* PROBLEMS TO WORK ON *
a) In the text on the Pike v. Hagaman decision, which prior precedent is the Court's determination said to be at odds with?
b) From the text on the Pike v. Hagaman decision, copy the passage that begins with the words containing "The Court’s determination" and ends with "864 (Va. 1980).".
c) Write what follows the final sentence of the text on the Pike v. Hagaman decision.
Start of TEXT EXCERPT
By Alex Stein
Pike v. Hagaman, — S.E.2d —- 2016 WL 3097727 (Va. 2016), is a must-read for anyone interested in medical malpractice and health law. This new decision of the Virginia Supreme Court grants state-owned hospitals and their personnel categorical sovereign-immunity protection against medical malpractice suits.
After an unsuccessful surgery at a state-owned hospital, the patient filed a suit against one of the hospital’s nurses accusing her of malpractice. The nurse invoked the sovereign immunity. The trial court agreed with the nurse and decided that the sovereign immunity bars the suit.
On appeal, the Virginia Supreme Court affirmed that decision after finding that:
(1) the nurse’s conduct was essential to carrying out the state’s interest in the provision of high quality medical care.
(2) the nurse’s conduct involved use of judgment and discretion; and, finally, that
(3) the state had high level of control and direction over nurse.
The Court’s determination that individual patient care at a state-owned hospital satisfies this three-prong test for sovereign immunity is at odds with the prior precedent, James v. Jane, 282 S.E.2d 864 (Va. 1980).
End of TEXT EXCERPT
Start of SUPPLIED INFORMATION
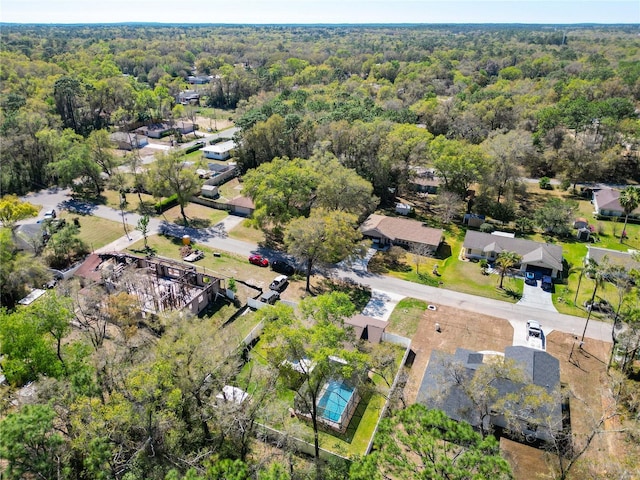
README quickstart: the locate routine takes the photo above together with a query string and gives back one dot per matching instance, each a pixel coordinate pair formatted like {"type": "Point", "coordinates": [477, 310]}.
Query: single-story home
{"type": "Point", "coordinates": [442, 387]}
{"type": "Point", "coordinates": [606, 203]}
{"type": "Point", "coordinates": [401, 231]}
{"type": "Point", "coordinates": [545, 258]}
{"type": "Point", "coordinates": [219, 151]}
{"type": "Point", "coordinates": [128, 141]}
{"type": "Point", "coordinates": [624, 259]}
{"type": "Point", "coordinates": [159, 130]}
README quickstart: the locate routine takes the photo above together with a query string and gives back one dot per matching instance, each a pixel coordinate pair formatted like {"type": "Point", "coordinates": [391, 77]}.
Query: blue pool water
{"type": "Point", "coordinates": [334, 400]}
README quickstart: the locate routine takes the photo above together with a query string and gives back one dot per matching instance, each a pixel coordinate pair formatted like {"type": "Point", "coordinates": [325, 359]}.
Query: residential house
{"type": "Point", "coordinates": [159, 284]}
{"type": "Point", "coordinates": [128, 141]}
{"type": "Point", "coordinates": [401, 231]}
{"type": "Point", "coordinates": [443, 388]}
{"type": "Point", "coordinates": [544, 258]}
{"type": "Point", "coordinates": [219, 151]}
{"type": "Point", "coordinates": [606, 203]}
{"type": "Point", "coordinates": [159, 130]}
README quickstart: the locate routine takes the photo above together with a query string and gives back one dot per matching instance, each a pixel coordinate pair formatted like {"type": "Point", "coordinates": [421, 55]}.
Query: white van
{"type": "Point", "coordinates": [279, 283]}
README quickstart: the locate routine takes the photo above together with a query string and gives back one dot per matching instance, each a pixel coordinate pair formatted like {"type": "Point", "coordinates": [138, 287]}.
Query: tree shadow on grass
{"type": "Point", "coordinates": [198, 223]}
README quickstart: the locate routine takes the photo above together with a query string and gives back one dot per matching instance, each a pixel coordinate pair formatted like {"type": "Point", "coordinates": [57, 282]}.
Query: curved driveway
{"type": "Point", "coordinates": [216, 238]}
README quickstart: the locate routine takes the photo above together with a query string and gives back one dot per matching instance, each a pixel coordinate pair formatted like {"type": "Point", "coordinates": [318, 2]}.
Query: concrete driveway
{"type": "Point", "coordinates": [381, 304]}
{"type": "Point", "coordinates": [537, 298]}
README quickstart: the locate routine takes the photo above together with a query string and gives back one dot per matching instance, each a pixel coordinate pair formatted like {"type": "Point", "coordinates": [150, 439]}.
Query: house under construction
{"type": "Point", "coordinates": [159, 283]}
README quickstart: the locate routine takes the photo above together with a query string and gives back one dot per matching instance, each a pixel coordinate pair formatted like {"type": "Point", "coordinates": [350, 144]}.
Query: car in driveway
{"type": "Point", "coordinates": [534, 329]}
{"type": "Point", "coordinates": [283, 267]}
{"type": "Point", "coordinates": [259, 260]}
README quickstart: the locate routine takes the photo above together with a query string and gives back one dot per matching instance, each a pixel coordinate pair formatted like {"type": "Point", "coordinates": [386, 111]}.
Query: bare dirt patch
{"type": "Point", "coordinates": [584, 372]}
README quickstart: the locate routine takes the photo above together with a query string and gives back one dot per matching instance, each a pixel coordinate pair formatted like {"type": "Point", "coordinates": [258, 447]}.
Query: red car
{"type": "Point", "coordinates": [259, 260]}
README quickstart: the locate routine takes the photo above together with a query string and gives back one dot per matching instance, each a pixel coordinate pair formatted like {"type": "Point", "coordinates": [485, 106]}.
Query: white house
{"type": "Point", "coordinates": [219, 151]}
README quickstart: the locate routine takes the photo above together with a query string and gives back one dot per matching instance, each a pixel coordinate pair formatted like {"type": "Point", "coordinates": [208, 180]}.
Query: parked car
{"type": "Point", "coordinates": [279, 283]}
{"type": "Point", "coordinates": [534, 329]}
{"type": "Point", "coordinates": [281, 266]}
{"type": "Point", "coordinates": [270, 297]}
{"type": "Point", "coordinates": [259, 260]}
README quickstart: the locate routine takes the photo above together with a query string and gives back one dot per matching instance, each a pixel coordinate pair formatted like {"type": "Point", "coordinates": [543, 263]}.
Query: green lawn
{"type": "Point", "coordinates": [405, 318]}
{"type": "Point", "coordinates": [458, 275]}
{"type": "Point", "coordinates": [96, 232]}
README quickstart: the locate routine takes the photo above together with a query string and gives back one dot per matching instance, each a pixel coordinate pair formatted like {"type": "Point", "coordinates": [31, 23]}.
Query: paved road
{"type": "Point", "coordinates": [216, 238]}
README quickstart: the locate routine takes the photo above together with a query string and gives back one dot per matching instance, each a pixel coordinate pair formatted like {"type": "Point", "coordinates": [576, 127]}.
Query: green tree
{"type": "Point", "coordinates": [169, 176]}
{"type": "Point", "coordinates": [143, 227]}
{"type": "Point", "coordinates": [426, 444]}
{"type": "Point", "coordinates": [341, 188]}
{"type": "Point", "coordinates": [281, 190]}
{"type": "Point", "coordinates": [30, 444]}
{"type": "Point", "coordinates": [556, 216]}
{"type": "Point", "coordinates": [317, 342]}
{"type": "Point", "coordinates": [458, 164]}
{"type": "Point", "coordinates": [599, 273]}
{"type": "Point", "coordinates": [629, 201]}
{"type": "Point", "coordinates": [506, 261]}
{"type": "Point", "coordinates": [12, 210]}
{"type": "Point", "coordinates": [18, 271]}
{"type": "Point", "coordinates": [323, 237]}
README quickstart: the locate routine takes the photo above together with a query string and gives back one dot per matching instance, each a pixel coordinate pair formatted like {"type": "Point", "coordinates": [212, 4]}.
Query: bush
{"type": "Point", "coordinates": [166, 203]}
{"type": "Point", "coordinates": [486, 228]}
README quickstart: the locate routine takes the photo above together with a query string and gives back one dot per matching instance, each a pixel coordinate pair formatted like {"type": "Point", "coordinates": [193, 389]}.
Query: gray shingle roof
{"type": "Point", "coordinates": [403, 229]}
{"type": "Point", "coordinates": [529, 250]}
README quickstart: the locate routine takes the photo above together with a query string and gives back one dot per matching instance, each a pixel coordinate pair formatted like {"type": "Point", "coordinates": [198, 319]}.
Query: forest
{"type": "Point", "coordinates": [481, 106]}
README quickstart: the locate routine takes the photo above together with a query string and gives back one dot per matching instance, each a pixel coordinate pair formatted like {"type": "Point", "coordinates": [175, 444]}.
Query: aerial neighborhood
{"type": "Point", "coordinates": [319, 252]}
End of SUPPLIED INFORMATION
* ACTIVITY ANSWERS *
a) James v. Jane, 282 S.E.2d 864 (Va. 1980).

b)
The Court’s determination that individual patient care at a state-owned hospital satisfies this three-prong test for sovereign immunity is at odds with the prior precedent, James v. Jane, 282 S.E.2d 864 (Va. 1980).

c)
In James v. Jane, the Court ruled that “The state’s interest and the state’s involvement, in its sovereign capacity, in the treatment of a specific patient by an attending physician in the University Hospital are slight; equally slight is the control exercised by the state over the physician in the treatment accorded that patient. This interest and involvement is not of such moment and value to the Commonwealth as to entitle [the defendants] to the immunity enjoyed by the state. … While there may have been a time when a physician was attracted to teach in a state medical school, and to serve as an attending physician on the staff of its hospital, because of the cloak of immunity afforded him as an employee of the sovereign state, we think that time is past. We cannot conceive of any physician, regardless of his status, practicing medicine in this era without the protection of liability insurance, which he purchases for himself or which is provided for him by his employer. Realistically, the only interest the state has in affording immunity to the physicians practicing in state hospitals is the probability of an increase in the cost of medical malpractice insurance if such immunity is denied. We do not find this to be such a compelling state interest as to justify the denial of a patient the right to assert a claim against a physician for negligent treatment.” Id. at 870.
The new interpretation of Virginia’s sovereign immunity fends off essentially every medical malpractice suit against state-owned hospitals and their personnel. Whether this massive and unprecedented expansion of the immunity was intended and will become entrenched in Virginia’s law remains to be seen.